_Goal_
Please return every line of the entries below that contains the word "flask", copied unchanged.

_Input rows_
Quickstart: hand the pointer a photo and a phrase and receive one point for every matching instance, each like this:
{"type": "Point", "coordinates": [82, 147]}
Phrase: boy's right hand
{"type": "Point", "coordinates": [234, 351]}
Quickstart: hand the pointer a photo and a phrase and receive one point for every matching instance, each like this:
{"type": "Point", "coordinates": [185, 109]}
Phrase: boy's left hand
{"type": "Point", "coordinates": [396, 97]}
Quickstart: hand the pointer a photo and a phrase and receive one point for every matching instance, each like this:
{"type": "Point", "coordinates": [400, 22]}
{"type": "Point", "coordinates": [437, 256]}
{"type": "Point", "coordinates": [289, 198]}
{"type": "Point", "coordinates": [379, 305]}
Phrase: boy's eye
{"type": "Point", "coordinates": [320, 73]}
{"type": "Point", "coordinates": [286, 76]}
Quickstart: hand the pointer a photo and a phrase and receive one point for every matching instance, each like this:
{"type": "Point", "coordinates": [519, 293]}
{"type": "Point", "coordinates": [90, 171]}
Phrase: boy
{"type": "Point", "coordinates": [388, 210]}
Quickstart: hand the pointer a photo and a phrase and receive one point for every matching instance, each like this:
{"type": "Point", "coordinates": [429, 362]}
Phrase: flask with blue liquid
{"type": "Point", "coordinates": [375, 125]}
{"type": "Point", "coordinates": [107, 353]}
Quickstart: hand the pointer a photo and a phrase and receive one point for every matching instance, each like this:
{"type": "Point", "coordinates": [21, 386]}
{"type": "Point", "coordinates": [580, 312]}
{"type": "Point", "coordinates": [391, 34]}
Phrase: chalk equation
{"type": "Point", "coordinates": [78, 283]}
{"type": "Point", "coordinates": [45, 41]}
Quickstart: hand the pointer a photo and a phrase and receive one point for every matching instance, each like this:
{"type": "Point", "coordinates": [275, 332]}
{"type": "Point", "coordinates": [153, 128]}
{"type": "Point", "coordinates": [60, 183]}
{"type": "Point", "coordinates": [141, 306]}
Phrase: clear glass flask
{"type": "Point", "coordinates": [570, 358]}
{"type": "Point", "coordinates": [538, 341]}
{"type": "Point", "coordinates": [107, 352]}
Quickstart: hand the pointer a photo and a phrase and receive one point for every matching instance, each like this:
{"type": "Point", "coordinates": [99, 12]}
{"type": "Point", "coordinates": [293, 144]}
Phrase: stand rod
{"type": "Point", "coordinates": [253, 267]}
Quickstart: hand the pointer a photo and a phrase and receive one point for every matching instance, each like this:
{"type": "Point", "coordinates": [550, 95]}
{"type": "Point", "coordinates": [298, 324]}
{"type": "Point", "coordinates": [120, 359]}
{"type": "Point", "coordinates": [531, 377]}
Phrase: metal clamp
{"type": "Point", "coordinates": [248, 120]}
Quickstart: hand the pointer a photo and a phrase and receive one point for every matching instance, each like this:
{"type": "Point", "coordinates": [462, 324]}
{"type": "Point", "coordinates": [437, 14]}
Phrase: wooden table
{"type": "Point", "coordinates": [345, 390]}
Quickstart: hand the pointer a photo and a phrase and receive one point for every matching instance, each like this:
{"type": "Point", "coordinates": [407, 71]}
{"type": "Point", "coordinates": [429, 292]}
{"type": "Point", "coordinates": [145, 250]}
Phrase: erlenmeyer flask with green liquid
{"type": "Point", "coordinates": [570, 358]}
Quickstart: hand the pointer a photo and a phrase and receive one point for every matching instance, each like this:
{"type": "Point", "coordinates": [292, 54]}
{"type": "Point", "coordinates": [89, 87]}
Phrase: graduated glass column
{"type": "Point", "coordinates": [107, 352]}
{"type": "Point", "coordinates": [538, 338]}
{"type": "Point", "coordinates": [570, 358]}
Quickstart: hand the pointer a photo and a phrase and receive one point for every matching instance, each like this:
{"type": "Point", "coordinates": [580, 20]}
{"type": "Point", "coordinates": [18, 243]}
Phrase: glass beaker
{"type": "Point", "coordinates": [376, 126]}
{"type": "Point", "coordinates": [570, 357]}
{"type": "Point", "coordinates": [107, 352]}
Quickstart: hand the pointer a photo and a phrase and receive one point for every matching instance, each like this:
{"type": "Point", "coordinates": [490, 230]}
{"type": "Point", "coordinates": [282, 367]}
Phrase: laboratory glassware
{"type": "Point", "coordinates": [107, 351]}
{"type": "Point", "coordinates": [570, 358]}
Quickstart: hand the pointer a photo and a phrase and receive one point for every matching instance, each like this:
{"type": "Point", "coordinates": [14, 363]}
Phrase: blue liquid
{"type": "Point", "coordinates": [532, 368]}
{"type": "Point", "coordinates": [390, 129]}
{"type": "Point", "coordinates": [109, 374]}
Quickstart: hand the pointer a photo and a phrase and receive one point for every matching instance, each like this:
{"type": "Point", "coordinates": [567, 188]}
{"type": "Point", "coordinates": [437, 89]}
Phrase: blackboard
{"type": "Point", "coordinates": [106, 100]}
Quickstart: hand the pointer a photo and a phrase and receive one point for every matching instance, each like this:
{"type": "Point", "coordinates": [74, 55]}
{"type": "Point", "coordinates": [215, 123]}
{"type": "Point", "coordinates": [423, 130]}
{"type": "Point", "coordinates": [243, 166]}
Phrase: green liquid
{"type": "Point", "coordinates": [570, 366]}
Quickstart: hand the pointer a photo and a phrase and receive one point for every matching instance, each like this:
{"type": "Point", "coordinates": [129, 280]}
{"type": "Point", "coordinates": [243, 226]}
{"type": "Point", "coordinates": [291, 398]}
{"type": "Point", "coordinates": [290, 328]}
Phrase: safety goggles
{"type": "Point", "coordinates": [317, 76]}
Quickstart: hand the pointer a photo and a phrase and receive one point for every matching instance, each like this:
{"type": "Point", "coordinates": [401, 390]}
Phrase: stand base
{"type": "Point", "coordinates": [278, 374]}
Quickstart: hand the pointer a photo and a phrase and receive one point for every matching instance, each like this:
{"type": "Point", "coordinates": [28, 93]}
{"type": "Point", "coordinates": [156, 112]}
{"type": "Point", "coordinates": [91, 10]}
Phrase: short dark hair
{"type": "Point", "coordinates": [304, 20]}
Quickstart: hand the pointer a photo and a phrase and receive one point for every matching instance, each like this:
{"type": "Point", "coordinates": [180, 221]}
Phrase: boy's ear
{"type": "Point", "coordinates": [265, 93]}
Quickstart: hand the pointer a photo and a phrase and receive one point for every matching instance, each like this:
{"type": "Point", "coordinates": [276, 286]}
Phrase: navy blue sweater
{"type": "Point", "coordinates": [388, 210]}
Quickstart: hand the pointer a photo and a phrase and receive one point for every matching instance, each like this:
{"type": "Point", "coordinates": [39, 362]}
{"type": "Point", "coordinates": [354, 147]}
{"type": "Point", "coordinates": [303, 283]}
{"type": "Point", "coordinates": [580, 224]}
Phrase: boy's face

_Task answer_
Phrase: flask with blue liquid
Phrase: clear glass flask
Phrase: erlenmeyer flask with green liquid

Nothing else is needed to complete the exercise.